## WRITTEN PROBLEM A
Turn the paragraph of the passage on foreclosures that begins "Home repossessions are cropping up" into a short bulleted list that keeps its main facts.
## WRITTEN PROBLEM B
Carry on the passage on foreclosures, picking up after its final sentence.

## TEXT TO READ
Tommy Rice, Arlington County's real estate assessor, spotted something troubling on his computer when he returned to work after a three-week vacation early this year: a half-dozen residential property transactions with an unusual code, the numeral 1, which indicates a foreclosure.

Rice was taken aback, because he had seen that code so infrequently in his 22 years as an assessor in the affluent county.

"It's rare in Arlington and in Northern Virginia, too," he said.

Home repossessions are cropping up almost everywhere in the region, regularly occurring on suburban streets unaccustomed to hard times. In Montgomery County, the foreclosure rate has tripled in a year. In Fairfax County, it has quadrupled. In Loudoun County, it has increased tenfold. In Howard County, there was one foreclosure in 2004; there are 157 so far this year. District officials are reporting a similar trend.

"We're seeing an uptick, and it's fairly dramatic. It appears to be accelerating, and we haven't reached the peak," said John Rust, commissioner of accounts for the Fairfax County Circuit Court. He processes paperwork for foreclosures, a legal proceeding that occurs when a lender takes back a home to sell when a homeowner falls behind on payments.

## COLLECTED DATA
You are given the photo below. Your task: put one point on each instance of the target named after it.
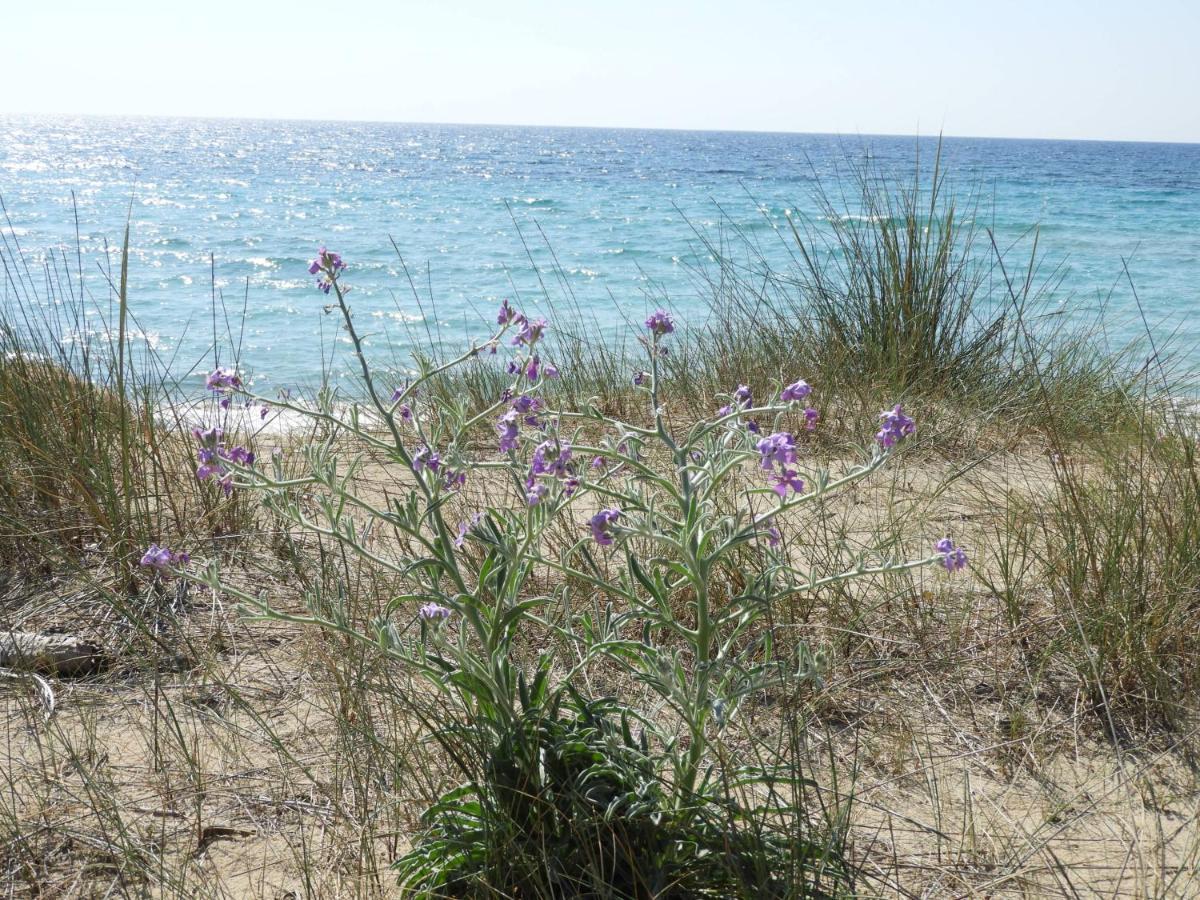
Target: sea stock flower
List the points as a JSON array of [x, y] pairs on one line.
[[535, 492], [660, 323], [325, 267], [778, 449], [601, 526], [952, 557], [426, 459], [895, 426], [551, 459], [433, 612], [159, 558], [796, 390]]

## TASK RESPONSE A
- Home repossessions are appearing almost everywhere in the region, even on suburban streets unused to hard times.
- Montgomery County: the foreclosure rate has tripled in a year.
- Fairfax County: the rate has quadrupled.
- Loudoun County: the rate has risen tenfold.
- Howard County: one foreclosure in 2004, and 157 so far this year.
- District officials report a similar trend.

## TASK RESPONSE B
Foreclosures normally come amid economic downturns, when people lose manufacturing jobs or when regions are devastated by a natural disaster.

The surge in foreclosures, in relatively good times, can be traced to risky, so-called subprime mortgage loans made to people who stretched too far to purchase homes in an inflated real estate market.

In many cases, lenders loosened credit rules for home buyers with bad credit, who made no down payment or who didn't earn enough money to qualify for traditional loans. The lenders charged them higher interest rates, which made the loans more expensive.

The two hardest-hit Zip codes in the region are in Herndon, where 75 homes went into foreclosure in the first five months of the year, up from nine during the same period in 2006, and Fort Washington, where 80 properties were lost to the lender from January through May, double the previous year's five-month rate, according to a real estate information firm, Realtytrak, which studies foreclosures nationally.

Some of the home buyers took these loans knowingly, but others say that they didn't understand that these new and unconventional mortgages were profoundly different from traditional loans and that their payments could double or even triple in a single month.

Bolivian immigrants Marcelo Ortega, a dump truck driver, and his wife, Jenny, who cleans houses, bought a brick-front Colonial in Herndon for $549,000 in February 2006. The payments are $4,200 a month, which grew unbearable as residential construction work slowed and Ortega's income dropped.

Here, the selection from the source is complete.